__Passage__:

☆ ☆ ☆ ☆ ☆ ☆ ☆

Besides these publications and Cosmopolitan, which I rely on for sardonic little bursts of sugary pleasure much like the ones afforded by the twenty-nine-cent boxes of cheap chocolate-covered cherries that I forgot to mention above, I also dip, from time to time, into the mass of popular fiction which surrounds us. While I have never attempted a Gothic novel, I have sampled substantial numbers of detective stories and thrillers, mostly of the California-private-eye or English-urbanmurder varieties. Not much to be said for most of these, except as cotton-batting time-fillers; but a few rise to the highest wit of their genre and give us a sip of the elixir of good bad books. (A good bad book, by common consent, is one which transcends the trivial nature of its type by some astonishing adherence to that type; thus, the Sherlock Holmes stories, which virtually created their genre, are the best of good bad books, while The Ministry of Fear, say, is merely a bad good book.) Among my favorites in this category, besides the predictable Hammett and Chandler and sometimes Simenon, are Michael Gilbert (for his legalistic detective stories), the late J. J. Marric (a/k/a John Creasey, for his police-procedure novels featuring Gideon of Scotland Yard), and Ed McBain (a/k/a Evan Hunter, for his procedural stories of the Eighty-seventh Precinct), not to mention an occasional spy story by the likes of John Le Carré or Adam Hall (a/k/a Elleston Trevor).

To conclude this savage indictment of mv reading habits, I’d better add that I also regularly read cereal boxes and the small ads for piles remedies, horse liniment, and dream books tucked away in the back of various lowlife magazines. These ads contain the essence of the Simple American Con, before it got fancied up by four-color magazine spreads and sixty-second television spots, and I rejoice to see them still alive and well in the stormy seventies.

☆ ☆ ☆ ☆ ☆ ☆ ☆

__Exercise objective__:
Can you write out the reading-habits passage word for word, beginning at the words "To conclude this" and stopping after "the stormy seventies."?

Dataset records
☆ ☆ ☆ ☆ ☆ ☆ ☆

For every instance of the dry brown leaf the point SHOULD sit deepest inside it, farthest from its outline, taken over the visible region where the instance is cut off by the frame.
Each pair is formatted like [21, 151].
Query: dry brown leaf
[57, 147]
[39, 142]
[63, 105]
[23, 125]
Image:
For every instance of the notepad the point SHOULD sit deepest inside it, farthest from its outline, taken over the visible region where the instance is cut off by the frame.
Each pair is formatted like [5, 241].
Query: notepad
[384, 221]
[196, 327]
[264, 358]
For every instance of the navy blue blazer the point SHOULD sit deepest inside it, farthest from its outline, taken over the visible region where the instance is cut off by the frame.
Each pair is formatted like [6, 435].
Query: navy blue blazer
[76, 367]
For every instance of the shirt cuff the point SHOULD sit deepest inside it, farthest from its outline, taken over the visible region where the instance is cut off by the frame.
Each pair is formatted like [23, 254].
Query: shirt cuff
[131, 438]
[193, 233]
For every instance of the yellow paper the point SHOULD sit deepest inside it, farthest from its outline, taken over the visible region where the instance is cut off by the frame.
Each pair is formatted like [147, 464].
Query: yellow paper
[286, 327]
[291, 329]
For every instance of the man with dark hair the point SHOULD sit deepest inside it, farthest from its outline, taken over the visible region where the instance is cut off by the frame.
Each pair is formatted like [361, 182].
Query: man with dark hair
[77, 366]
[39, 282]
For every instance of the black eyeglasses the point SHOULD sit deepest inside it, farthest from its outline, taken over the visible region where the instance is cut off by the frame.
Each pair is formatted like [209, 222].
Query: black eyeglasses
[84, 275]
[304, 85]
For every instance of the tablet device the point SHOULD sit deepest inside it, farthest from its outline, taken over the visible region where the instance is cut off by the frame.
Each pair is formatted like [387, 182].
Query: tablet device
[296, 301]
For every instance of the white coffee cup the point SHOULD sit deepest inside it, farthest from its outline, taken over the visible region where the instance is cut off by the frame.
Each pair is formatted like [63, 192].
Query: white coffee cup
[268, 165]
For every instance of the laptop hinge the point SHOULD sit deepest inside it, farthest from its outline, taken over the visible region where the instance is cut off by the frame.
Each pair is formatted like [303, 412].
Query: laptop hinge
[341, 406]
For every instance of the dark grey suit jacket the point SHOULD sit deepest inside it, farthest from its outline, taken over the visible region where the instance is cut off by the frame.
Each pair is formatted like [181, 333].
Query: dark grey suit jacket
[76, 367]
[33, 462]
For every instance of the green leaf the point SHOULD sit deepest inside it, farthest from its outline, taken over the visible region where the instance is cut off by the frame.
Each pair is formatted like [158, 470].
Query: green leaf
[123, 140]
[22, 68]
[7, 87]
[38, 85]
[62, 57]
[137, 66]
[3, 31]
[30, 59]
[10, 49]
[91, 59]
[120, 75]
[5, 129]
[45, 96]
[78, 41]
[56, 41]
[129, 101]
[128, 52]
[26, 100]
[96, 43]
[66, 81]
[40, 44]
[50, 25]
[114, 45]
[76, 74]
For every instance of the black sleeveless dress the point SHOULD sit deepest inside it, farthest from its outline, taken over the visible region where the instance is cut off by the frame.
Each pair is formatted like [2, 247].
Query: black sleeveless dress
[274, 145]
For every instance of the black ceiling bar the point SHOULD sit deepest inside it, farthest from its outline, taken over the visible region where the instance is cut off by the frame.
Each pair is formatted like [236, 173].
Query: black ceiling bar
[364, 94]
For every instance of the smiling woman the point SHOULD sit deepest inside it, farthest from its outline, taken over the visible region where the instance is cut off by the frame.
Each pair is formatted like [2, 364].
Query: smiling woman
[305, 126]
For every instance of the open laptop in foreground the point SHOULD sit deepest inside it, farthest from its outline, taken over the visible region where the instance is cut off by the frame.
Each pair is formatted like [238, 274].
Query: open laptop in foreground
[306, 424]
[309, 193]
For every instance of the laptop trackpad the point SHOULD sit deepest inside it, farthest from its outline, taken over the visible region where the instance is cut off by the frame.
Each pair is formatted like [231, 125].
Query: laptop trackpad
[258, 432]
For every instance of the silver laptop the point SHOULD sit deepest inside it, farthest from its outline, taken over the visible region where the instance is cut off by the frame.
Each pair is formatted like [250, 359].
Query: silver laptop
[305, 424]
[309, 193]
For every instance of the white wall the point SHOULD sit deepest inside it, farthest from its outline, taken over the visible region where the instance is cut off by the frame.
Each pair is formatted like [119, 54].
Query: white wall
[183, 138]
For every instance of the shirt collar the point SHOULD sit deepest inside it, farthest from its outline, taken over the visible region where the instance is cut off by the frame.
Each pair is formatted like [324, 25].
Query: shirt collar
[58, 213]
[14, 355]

☆ ☆ ☆ ☆ ☆ ☆ ☆

__Answer for this exercise__:
To conclude this savage indictment of mv reading habits, I’d better add that I also regularly read cereal boxes and the small ads for piles remedies, horse liniment, and dream books tucked away in the back of various lowlife magazines. These ads contain the essence of the Simple American Con, before it got fancied up by four-color magazine spreads and sixty-second television spots, and I rejoice to see them still alive and well in the stormy seventies.